**What to do:** Gather every line of the data below that contains the string "snout", matching its case exactly.

**Dataset entries:**
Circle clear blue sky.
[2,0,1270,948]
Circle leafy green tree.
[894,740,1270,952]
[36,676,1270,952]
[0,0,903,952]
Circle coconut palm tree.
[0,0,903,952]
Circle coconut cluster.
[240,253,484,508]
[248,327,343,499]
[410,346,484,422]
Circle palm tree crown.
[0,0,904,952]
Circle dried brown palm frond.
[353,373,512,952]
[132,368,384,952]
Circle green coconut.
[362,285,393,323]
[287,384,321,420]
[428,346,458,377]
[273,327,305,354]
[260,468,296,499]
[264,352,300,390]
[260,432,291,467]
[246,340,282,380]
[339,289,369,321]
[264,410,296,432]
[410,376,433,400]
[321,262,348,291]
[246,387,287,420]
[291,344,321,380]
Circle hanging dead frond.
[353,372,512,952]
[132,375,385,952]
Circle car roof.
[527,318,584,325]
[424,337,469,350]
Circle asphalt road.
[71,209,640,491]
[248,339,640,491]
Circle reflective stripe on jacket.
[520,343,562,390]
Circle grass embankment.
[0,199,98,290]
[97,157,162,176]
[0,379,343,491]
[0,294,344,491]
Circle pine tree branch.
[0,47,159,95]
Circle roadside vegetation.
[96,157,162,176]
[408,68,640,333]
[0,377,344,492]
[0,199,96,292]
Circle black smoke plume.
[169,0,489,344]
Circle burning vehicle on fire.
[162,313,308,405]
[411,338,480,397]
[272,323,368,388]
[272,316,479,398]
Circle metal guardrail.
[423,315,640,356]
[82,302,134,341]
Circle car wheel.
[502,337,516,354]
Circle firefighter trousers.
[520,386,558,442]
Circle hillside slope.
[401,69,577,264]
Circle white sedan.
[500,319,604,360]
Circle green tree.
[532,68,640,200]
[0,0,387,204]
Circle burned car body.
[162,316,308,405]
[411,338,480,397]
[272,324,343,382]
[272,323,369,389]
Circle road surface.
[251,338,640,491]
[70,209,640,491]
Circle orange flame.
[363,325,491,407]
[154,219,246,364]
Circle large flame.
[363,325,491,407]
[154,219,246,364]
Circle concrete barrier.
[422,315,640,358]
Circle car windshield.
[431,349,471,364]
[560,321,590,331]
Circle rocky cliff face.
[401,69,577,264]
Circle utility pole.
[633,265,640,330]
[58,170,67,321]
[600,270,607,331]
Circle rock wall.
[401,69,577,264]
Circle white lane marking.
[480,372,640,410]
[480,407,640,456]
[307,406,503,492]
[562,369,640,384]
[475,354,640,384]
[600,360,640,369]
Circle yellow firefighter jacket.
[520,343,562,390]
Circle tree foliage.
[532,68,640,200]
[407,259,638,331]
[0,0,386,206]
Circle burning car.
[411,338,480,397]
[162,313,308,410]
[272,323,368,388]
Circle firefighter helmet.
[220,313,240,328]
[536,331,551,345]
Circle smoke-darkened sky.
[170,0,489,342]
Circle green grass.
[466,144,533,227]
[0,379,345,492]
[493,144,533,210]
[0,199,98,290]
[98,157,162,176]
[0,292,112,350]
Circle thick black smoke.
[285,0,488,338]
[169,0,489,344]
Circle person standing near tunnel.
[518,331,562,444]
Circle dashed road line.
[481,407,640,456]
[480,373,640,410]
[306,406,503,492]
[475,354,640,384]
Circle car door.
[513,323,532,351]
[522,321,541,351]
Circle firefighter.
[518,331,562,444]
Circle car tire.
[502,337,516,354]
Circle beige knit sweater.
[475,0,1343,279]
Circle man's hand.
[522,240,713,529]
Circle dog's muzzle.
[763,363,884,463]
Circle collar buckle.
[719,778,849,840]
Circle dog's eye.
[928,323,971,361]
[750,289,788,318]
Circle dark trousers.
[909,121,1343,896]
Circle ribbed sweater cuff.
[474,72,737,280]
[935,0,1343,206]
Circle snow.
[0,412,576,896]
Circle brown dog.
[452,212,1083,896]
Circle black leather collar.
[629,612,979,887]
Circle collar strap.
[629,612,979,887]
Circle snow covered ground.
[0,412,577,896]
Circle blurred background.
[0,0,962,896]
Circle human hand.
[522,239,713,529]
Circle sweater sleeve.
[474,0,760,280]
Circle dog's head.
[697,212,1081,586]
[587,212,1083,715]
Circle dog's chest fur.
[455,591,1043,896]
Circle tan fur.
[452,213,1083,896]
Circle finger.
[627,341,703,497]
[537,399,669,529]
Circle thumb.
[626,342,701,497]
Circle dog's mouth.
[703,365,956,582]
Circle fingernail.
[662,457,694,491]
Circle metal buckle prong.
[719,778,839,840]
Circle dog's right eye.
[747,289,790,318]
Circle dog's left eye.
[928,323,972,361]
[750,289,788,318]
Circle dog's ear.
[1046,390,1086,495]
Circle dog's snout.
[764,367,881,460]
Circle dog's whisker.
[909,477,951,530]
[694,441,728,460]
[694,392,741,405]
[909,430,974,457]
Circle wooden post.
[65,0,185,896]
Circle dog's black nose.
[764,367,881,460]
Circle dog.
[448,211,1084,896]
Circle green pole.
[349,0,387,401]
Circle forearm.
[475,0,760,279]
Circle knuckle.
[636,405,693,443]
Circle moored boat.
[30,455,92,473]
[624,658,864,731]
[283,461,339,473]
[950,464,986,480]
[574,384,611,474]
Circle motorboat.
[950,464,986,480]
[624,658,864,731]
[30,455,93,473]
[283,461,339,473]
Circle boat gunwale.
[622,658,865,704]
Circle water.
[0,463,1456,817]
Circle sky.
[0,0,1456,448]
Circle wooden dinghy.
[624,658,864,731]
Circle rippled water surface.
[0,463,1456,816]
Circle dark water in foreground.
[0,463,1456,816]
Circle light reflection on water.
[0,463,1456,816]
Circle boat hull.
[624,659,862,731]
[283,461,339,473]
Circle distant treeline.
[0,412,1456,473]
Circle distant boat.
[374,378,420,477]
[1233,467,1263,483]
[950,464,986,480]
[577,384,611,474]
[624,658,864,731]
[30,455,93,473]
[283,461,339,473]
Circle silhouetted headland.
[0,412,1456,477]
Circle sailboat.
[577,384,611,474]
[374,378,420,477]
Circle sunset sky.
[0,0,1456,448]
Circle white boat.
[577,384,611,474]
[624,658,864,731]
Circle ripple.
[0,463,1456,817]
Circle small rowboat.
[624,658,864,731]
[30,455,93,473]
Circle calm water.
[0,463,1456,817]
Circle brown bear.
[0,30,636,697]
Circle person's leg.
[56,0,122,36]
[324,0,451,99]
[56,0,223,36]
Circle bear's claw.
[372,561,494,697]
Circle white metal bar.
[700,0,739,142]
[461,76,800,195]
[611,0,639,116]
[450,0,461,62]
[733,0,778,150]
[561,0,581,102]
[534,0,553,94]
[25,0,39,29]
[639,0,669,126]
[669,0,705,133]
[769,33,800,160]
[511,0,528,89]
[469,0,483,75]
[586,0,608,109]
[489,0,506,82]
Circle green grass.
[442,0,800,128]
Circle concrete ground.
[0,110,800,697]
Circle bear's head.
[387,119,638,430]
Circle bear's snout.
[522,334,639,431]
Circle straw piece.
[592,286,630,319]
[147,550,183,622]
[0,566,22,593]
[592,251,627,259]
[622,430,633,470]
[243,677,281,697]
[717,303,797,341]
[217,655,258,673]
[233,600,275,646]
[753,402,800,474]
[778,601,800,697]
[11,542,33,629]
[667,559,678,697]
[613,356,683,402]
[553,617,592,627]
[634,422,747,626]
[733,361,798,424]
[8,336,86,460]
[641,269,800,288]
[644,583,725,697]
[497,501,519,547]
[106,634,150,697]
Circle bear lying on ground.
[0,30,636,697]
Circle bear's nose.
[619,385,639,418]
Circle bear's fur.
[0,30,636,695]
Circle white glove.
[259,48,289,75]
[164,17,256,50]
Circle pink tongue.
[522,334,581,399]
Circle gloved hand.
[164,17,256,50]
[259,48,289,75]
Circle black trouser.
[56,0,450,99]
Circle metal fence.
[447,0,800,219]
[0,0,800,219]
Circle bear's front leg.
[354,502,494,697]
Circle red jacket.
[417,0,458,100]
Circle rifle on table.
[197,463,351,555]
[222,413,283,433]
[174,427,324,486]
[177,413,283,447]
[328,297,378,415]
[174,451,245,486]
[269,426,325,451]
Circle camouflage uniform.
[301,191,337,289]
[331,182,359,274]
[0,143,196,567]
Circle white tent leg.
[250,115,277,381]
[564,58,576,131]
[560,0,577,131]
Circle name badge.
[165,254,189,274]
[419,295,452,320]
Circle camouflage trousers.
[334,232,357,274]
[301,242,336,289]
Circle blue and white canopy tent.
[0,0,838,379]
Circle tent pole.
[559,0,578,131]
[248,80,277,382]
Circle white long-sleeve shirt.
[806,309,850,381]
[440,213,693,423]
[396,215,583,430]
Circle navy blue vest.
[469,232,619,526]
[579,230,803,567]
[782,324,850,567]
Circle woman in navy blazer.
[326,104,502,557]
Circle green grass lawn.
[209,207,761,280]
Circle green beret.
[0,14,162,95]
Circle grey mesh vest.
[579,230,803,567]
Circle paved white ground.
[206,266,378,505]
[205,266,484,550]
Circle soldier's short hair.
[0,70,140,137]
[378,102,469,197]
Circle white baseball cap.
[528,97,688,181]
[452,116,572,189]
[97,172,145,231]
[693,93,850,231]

**Expected answer:**
Circle dog's snout.
Circle bear's snout.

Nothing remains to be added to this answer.